_Problem details_: Each entry should be returned exactly as written, with no pictures carried over.

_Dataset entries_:
┌──
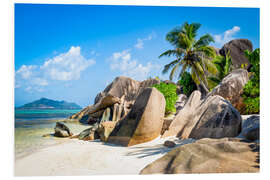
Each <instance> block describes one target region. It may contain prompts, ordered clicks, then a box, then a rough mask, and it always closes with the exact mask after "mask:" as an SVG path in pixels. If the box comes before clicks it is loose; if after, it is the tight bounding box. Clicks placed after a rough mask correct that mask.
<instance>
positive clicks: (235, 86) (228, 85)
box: [208, 69, 249, 113]
mask: <svg viewBox="0 0 270 180" xmlns="http://www.w3.org/2000/svg"><path fill="white" fill-rule="evenodd" d="M248 79H249V78H248V72H247V70H245V69H237V70H234V71H232V72H231V73H230V74H228V75H227V76H226V77H225V78H224V79H223V80H222V81H221V83H220V84H219V85H217V86H216V87H215V88H214V89H213V90H212V91H211V92H210V93H209V95H208V96H213V95H220V96H221V97H223V98H225V99H226V100H228V101H230V103H231V104H232V105H233V106H234V107H235V108H236V109H237V110H238V111H239V112H240V113H242V112H244V111H245V105H244V103H243V98H242V97H241V93H242V92H243V88H244V86H245V84H246V83H247V81H248Z"/></svg>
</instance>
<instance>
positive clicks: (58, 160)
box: [15, 137, 194, 176]
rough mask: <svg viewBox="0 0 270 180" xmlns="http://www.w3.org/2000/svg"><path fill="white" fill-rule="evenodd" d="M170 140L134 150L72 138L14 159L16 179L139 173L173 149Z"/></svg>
mask: <svg viewBox="0 0 270 180" xmlns="http://www.w3.org/2000/svg"><path fill="white" fill-rule="evenodd" d="M167 139H175V138H173V137H170V138H167ZM167 139H160V138H157V139H155V140H153V141H151V142H147V143H143V144H139V145H135V146H132V147H121V146H116V145H112V144H108V143H106V144H105V143H103V142H100V141H80V140H76V139H71V140H70V141H69V142H67V143H64V144H59V145H56V146H53V147H48V148H45V149H41V150H40V151H39V152H36V153H33V154H31V155H28V156H26V157H24V158H21V159H17V160H15V176H54V175H97V174H103V175H112V174H139V172H140V171H141V169H143V168H144V167H145V166H146V165H148V164H150V163H151V162H153V161H155V160H156V159H158V158H160V157H161V156H163V155H164V154H165V153H166V152H168V151H170V150H171V149H170V148H167V147H164V146H163V143H164V141H165V140H167ZM193 141H194V140H192V139H187V140H181V141H180V140H176V144H177V147H178V146H181V145H183V144H186V143H191V142H193Z"/></svg>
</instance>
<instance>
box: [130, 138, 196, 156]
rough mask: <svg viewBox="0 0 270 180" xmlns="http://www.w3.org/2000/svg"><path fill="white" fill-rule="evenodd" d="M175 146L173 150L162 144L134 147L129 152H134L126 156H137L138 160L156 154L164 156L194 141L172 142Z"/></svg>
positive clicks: (177, 140)
mask: <svg viewBox="0 0 270 180" xmlns="http://www.w3.org/2000/svg"><path fill="white" fill-rule="evenodd" d="M174 142H175V144H176V146H175V147H173V148H168V147H166V146H164V145H163V143H161V144H157V145H153V146H145V145H141V146H135V147H130V149H131V150H135V151H131V152H128V153H127V154H126V155H127V156H138V158H145V157H148V156H153V155H157V154H166V153H167V152H169V151H171V150H173V149H175V148H177V147H180V146H183V145H185V144H190V143H193V142H195V140H193V139H185V140H180V139H179V140H174Z"/></svg>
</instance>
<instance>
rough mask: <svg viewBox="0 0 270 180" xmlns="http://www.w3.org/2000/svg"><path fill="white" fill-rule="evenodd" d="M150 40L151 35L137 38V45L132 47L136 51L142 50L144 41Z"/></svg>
mask: <svg viewBox="0 0 270 180" xmlns="http://www.w3.org/2000/svg"><path fill="white" fill-rule="evenodd" d="M152 38H153V35H151V34H150V35H149V36H148V37H146V38H138V39H137V43H136V44H135V45H134V47H135V48H137V49H143V47H144V42H145V41H150V40H151V39H152Z"/></svg>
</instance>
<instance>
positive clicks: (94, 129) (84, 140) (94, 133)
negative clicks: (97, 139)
mask: <svg viewBox="0 0 270 180" xmlns="http://www.w3.org/2000/svg"><path fill="white" fill-rule="evenodd" d="M98 127H99V126H98V124H95V125H94V126H92V127H90V128H88V129H85V130H84V131H82V132H81V133H80V134H79V136H78V139H79V140H84V141H89V140H95V139H99V138H100V137H99V134H98V132H97V129H98Z"/></svg>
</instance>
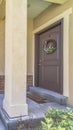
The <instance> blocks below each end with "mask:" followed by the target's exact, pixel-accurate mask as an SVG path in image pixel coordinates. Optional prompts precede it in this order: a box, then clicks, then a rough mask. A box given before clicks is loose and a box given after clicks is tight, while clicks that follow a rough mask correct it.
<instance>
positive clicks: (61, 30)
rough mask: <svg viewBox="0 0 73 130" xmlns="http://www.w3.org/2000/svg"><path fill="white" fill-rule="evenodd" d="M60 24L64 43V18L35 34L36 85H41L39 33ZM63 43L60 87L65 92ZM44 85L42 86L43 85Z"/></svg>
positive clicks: (37, 86)
mask: <svg viewBox="0 0 73 130" xmlns="http://www.w3.org/2000/svg"><path fill="white" fill-rule="evenodd" d="M58 25H60V27H61V29H60V33H61V43H62V44H63V19H61V20H59V21H57V22H56V23H54V24H52V25H50V26H49V27H47V28H44V29H43V30H41V31H40V32H38V33H36V34H35V76H34V78H35V79H34V83H35V86H37V87H40V86H39V41H38V40H39V35H40V34H42V33H44V32H46V31H49V30H51V29H52V28H55V27H57V26H58ZM62 44H61V58H60V61H61V66H62V67H61V70H60V71H61V73H60V76H61V88H60V93H61V94H63V45H62ZM41 87H42V86H41Z"/></svg>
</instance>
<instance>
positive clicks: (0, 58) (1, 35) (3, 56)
mask: <svg viewBox="0 0 73 130" xmlns="http://www.w3.org/2000/svg"><path fill="white" fill-rule="evenodd" d="M4 73H5V21H4V20H2V21H0V75H4Z"/></svg>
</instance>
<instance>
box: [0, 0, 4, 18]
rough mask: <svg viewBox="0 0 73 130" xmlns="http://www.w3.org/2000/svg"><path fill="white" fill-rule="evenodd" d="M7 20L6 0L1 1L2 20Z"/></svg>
mask: <svg viewBox="0 0 73 130" xmlns="http://www.w3.org/2000/svg"><path fill="white" fill-rule="evenodd" d="M3 19H5V0H0V20H3Z"/></svg>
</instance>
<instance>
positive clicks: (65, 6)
mask: <svg viewBox="0 0 73 130" xmlns="http://www.w3.org/2000/svg"><path fill="white" fill-rule="evenodd" d="M70 7H72V8H73V0H70V1H69V2H67V3H65V4H64V5H61V6H57V5H56V6H52V7H50V8H49V9H47V10H46V11H45V12H43V13H42V14H41V15H40V16H38V17H37V18H36V19H34V29H37V28H38V27H40V26H41V25H43V24H45V23H46V22H47V21H49V20H51V19H53V18H55V17H56V16H58V15H59V14H61V13H63V12H64V11H65V10H66V9H68V8H70ZM69 102H70V103H71V104H73V12H72V14H71V15H70V20H69Z"/></svg>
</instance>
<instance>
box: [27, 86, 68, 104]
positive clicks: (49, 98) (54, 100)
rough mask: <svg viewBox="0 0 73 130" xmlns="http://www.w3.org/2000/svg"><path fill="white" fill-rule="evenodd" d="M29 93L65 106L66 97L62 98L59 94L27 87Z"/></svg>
mask: <svg viewBox="0 0 73 130" xmlns="http://www.w3.org/2000/svg"><path fill="white" fill-rule="evenodd" d="M29 92H31V93H33V94H35V95H38V96H41V97H44V98H46V99H48V100H50V101H53V102H57V103H59V104H60V105H66V104H67V100H68V97H66V96H63V95H61V94H59V93H56V92H53V91H50V90H47V89H43V88H40V87H29Z"/></svg>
└──
_Expected answer_:
Each <instance> block describes one target region. It may contain prompts, ordered clicks, then a box, then a rough mask, and it always closes with the exact mask after "mask:" as an SVG path in pixels. If the box comes before clicks it is loose; if after, it is the tight bounding box. Clicks placed after a rough mask correct that mask.
<instance>
positive clicks: (235, 86) (228, 85)
box: [208, 69, 249, 113]
mask: <svg viewBox="0 0 270 180" xmlns="http://www.w3.org/2000/svg"><path fill="white" fill-rule="evenodd" d="M248 79H249V78H248V72H247V70H245V69H237V70H234V71H232V72H231V73H230V74H228V75H227V76H226V77H225V78H224V79H223V80H222V81H221V83H220V84H219V85H217V86H216V87H215V88H214V89H213V90H212V91H211V92H210V93H209V95H208V96H213V95H220V96H221V97H223V98H225V99H226V100H228V101H230V103H231V104H232V105H233V106H234V107H235V108H236V109H237V110H238V111H239V112H240V113H242V112H244V111H245V105H244V103H243V98H242V97H241V93H242V92H243V88H244V86H245V84H246V83H247V81H248Z"/></svg>
</instance>
<instance>
positive clicks: (58, 160)
box: [15, 137, 194, 176]
rough mask: <svg viewBox="0 0 270 180" xmlns="http://www.w3.org/2000/svg"><path fill="white" fill-rule="evenodd" d="M170 140L134 150L72 138L14 159L16 179L139 173L173 149Z"/></svg>
mask: <svg viewBox="0 0 270 180" xmlns="http://www.w3.org/2000/svg"><path fill="white" fill-rule="evenodd" d="M167 139H175V138H173V137H170V138H167ZM167 139H160V138H157V139H155V140H153V141H151V142H147V143H143V144H139V145H135V146H132V147H121V146H116V145H112V144H108V143H106V144H105V143H103V142H100V141H80V140H76V139H71V140H70V141H69V142H67V143H64V144H59V145H56V146H53V147H48V148H45V149H41V150H40V151H39V152H36V153H33V154H31V155H28V156H26V157H24V158H21V159H17V160H15V176H54V175H97V174H103V175H112V174H139V172H140V171H141V169H143V168H144V167H145V166H146V165H148V164H150V163H151V162H153V161H155V160H156V159H158V158H160V157H161V156H163V155H164V154H165V153H166V152H168V151H170V150H171V149H170V148H167V147H164V146H163V143H164V141H165V140H167ZM193 141H194V140H192V139H187V140H181V141H180V140H176V144H177V147H178V146H181V145H183V144H186V143H191V142H193Z"/></svg>
</instance>
<instance>
box: [130, 138, 196, 156]
rough mask: <svg viewBox="0 0 270 180" xmlns="http://www.w3.org/2000/svg"><path fill="white" fill-rule="evenodd" d="M175 146L173 150L162 144L134 147L129 152H134L126 156H137L138 160L156 154L164 156L194 141L172 142Z"/></svg>
positive clicks: (177, 140)
mask: <svg viewBox="0 0 270 180" xmlns="http://www.w3.org/2000/svg"><path fill="white" fill-rule="evenodd" d="M174 142H175V144H176V146H175V147H173V148H168V147H166V146H164V145H163V143H161V144H157V145H153V146H145V145H141V146H135V147H130V149H131V150H135V151H131V152H128V153H127V154H126V155H127V156H138V158H145V157H148V156H153V155H157V154H166V153H167V152H169V151H171V150H173V149H175V148H177V147H180V146H183V145H185V144H190V143H193V142H195V140H193V139H185V140H180V139H179V140H174Z"/></svg>
</instance>
<instance>
rough mask: <svg viewBox="0 0 270 180" xmlns="http://www.w3.org/2000/svg"><path fill="white" fill-rule="evenodd" d="M150 40L151 35L137 38V45L132 47L136 51L142 50L144 41Z"/></svg>
mask: <svg viewBox="0 0 270 180" xmlns="http://www.w3.org/2000/svg"><path fill="white" fill-rule="evenodd" d="M152 38H153V35H151V34H150V35H149V36H148V37H146V38H138V39H137V43H136V44H135V45H134V47H135V48H137V49H143V47H144V42H145V41H150V40H151V39H152Z"/></svg>
</instance>
<instance>
positive clicks: (94, 129) (84, 140) (94, 133)
negative clicks: (97, 139)
mask: <svg viewBox="0 0 270 180" xmlns="http://www.w3.org/2000/svg"><path fill="white" fill-rule="evenodd" d="M98 127H99V126H98V124H95V125H94V126H92V127H90V128H88V129H85V130H84V131H82V132H81V133H80V134H79V136H78V139H79V140H84V141H89V140H95V139H99V138H100V137H99V134H98V132H97V129H98Z"/></svg>
</instance>
The <instance> blocks below each end with "mask:" followed by the target's exact, pixel-accurate mask as an SVG path in image pixel coordinates. Optional prompts precede it in this order: a box, then clicks, then a rough mask. A box given before clicks is loose and a box given after clicks is tight, while clicks that follow a rough mask correct it.
<instance>
positive clicks: (61, 30)
rough mask: <svg viewBox="0 0 73 130" xmlns="http://www.w3.org/2000/svg"><path fill="white" fill-rule="evenodd" d="M60 24L64 43V18L35 34L36 85H41L39 33ZM63 43L60 87L65 92ZM44 85L42 86L43 85Z"/></svg>
positive clicks: (37, 86)
mask: <svg viewBox="0 0 73 130" xmlns="http://www.w3.org/2000/svg"><path fill="white" fill-rule="evenodd" d="M58 25H60V27H61V29H60V33H61V43H62V44H63V19H61V20H59V21H57V22H56V23H54V24H52V25H50V26H49V27H47V28H44V29H43V30H41V31H40V32H38V33H36V34H35V76H34V78H35V79H34V83H35V86H37V87H40V86H39V41H38V40H39V35H40V34H42V33H44V32H46V31H49V30H51V29H52V28H55V27H57V26H58ZM62 44H61V58H60V61H61V66H62V67H61V70H60V71H61V73H60V76H61V88H60V93H61V94H63V45H62ZM41 87H42V86H41Z"/></svg>
</instance>
<instance>
positive clicks: (0, 58) (1, 35) (3, 56)
mask: <svg viewBox="0 0 73 130" xmlns="http://www.w3.org/2000/svg"><path fill="white" fill-rule="evenodd" d="M4 73H5V21H4V20H2V21H0V75H4Z"/></svg>
</instance>
<instance>
box: [0, 0, 4, 18]
rough mask: <svg viewBox="0 0 73 130" xmlns="http://www.w3.org/2000/svg"><path fill="white" fill-rule="evenodd" d="M7 20L6 0L1 1L2 20Z"/></svg>
mask: <svg viewBox="0 0 73 130" xmlns="http://www.w3.org/2000/svg"><path fill="white" fill-rule="evenodd" d="M3 19H5V0H0V20H3Z"/></svg>
</instance>
<instance>
positive clicks: (65, 6)
mask: <svg viewBox="0 0 73 130" xmlns="http://www.w3.org/2000/svg"><path fill="white" fill-rule="evenodd" d="M70 7H72V8H73V0H70V1H69V2H67V3H65V4H64V5H61V6H57V5H56V6H52V7H50V8H49V9H47V10H46V11H45V12H43V13H42V14H41V15H40V16H38V17H37V18H36V19H34V29H37V28H38V27H40V26H41V25H43V24H45V23H46V22H47V21H49V20H51V19H53V18H55V17H56V16H58V15H59V14H61V13H63V12H64V11H65V10H66V9H68V8H70ZM69 102H70V103H71V104H73V12H72V14H71V15H70V20H69Z"/></svg>
</instance>
<instance>
box: [27, 86, 68, 104]
positive clicks: (49, 98) (54, 100)
rough mask: <svg viewBox="0 0 73 130" xmlns="http://www.w3.org/2000/svg"><path fill="white" fill-rule="evenodd" d="M29 93L65 106L66 97L62 98L59 94L27 87Z"/></svg>
mask: <svg viewBox="0 0 73 130" xmlns="http://www.w3.org/2000/svg"><path fill="white" fill-rule="evenodd" d="M29 92H31V93H33V94H35V95H38V96H41V97H44V98H46V99H48V100H50V101H53V102H57V103H59V104H60V105H66V104H67V100H68V97H66V96H63V95H61V94H59V93H56V92H53V91H50V90H47V89H43V88H40V87H29Z"/></svg>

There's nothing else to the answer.